Dataset entries
--- START ---

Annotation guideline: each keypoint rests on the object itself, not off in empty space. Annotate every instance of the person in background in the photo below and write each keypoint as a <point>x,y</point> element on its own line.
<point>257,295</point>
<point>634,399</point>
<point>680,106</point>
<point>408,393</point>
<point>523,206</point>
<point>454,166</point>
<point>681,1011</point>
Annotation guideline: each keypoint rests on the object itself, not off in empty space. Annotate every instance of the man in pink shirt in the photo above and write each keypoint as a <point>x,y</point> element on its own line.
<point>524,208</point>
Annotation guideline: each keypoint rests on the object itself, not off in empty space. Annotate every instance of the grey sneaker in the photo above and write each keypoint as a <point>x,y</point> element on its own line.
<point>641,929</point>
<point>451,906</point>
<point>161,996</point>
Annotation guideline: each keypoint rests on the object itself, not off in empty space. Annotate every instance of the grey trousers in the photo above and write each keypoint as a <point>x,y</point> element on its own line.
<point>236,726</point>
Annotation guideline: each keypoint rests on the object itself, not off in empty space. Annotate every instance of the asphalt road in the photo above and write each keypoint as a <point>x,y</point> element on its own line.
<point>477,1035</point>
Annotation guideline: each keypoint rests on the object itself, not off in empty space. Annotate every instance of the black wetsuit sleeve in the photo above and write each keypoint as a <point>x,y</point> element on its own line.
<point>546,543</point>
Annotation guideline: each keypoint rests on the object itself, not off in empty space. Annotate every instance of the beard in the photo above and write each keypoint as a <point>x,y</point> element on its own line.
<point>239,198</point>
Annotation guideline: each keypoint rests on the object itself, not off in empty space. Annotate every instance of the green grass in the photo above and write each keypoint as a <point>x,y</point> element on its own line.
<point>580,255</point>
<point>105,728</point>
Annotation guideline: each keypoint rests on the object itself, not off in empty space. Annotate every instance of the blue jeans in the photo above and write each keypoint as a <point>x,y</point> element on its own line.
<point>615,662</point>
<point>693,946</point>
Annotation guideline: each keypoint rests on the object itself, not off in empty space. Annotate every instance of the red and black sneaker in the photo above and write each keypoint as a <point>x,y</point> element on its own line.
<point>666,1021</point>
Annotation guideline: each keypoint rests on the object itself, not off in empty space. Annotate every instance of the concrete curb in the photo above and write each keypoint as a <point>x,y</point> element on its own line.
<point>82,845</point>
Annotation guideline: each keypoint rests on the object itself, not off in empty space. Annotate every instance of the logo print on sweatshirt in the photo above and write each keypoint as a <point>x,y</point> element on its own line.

--- END ---

_EXERCISE OBJECTIVE:_
Say every entry again, exactly as it reads.

_TASK RESPONSE:_
Annotation guideline: each keypoint rests on the object itself, not off in empty space. Annotate every instance of the person in background in the photo below and write each keypoint as a <point>x,y</point> element on its own line.
<point>257,295</point>
<point>634,399</point>
<point>680,106</point>
<point>408,393</point>
<point>523,206</point>
<point>454,166</point>
<point>681,1011</point>
Annotation guideline: each keypoint rests on the object itself, not off in empty space. Annotate every instance of the man in pink shirt in the photo above and write each keypoint as a <point>x,y</point> element on its own line.
<point>524,208</point>
Annotation guideline: each keypoint rests on the object itself, not off in empty space. Annotate every instance of the grey sneaker in the photo above and write each keypoint as a <point>x,y</point> element on its own line.
<point>641,929</point>
<point>451,906</point>
<point>161,996</point>
Annotation guideline: each keypoint rests on the object itself, not off in empty space. Annotate every instance of the grey trousers in the photo above and write each keypoint as a <point>x,y</point> element on its own line.
<point>236,726</point>
Annotation guideline: each keypoint rests on the object itself, not off in empty space. Annotate every instance of the asphalt road in the photo above and write each keypoint as a <point>x,y</point> element on its own line.
<point>477,1035</point>
Annotation guideline: each keypoint rests on the object itself, not off in empty space. Annotate every instance of the black wetsuit sleeve in the photo above and write each keypoint as a <point>x,y</point> element on its own line.
<point>546,543</point>
Annotation guideline: each keypoint rests on the object itself, not off in empty space. Annotate every instance of the beard in the photo above and write each keypoint as a <point>x,y</point> element on its own line.
<point>239,198</point>
Annotation guideline: each keypoint rests on the object itself, not off in empty space. Annotate every instance of the green grass in the photo above and write each keypoint as a <point>x,y</point> element on its own line.
<point>580,255</point>
<point>105,728</point>
Annotation guideline: each keypoint rests on the object itself, not off in empty space. Annotate every instance of the blue jeans in the photo above and write each keypoint as a <point>x,y</point> element on its own line.
<point>615,662</point>
<point>693,946</point>
Annotation guideline: each keypoint rests on the object itself, not off in empty space. Annotate every instance of the red and black sneaker in the photo above and write each keypoint as a <point>x,y</point> element on its own line.
<point>666,1021</point>
Annotation guideline: each keypoint rests on the object itself, not off in empty space. Annotate every instance of the concrete curb in the photo above and write each keypoint as a <point>x,y</point> element on its own line.
<point>82,845</point>
Annotation guideline: each keypoint rests on the object itself, not off in empty space. Annotate every instance of the logo print on sweatshirt in the photo above and write each keypoint as a <point>x,y</point> element on its own line.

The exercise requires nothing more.